Show each line in the items below that contains the string "tail".

─── Source material ───

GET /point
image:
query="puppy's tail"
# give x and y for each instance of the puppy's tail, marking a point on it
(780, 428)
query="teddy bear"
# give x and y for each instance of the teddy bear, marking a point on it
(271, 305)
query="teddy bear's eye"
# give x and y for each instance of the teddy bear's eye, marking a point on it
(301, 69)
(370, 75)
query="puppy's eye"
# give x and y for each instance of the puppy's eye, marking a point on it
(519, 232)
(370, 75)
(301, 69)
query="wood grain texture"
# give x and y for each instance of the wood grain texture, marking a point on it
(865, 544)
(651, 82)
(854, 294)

───
─── Source material ───

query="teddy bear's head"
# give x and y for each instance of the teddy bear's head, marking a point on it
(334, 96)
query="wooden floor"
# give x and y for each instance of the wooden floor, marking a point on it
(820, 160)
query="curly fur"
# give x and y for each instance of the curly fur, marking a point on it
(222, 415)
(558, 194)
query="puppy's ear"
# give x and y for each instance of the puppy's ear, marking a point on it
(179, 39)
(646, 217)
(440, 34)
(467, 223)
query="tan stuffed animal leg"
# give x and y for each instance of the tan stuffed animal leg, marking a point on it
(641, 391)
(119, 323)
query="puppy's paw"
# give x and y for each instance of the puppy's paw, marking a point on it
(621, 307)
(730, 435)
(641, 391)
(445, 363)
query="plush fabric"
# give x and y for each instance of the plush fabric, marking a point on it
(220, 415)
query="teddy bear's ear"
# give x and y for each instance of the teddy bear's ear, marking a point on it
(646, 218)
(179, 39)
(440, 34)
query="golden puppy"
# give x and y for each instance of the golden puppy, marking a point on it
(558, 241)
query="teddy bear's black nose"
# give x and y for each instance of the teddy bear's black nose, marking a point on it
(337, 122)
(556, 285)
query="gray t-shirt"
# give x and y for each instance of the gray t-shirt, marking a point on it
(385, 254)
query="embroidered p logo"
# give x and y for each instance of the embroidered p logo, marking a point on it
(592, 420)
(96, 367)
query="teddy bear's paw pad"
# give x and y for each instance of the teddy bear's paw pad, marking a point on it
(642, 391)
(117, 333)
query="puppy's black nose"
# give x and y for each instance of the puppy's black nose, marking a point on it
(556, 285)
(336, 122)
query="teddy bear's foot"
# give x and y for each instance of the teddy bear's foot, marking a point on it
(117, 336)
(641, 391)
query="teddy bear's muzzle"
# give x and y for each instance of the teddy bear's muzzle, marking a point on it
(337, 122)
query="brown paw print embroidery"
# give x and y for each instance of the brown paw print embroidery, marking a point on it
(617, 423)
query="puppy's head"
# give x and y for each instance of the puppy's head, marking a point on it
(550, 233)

───

Correct output →
query="puppy's tail"
# give x and y for each instance of the puppy's tail, marking a point on it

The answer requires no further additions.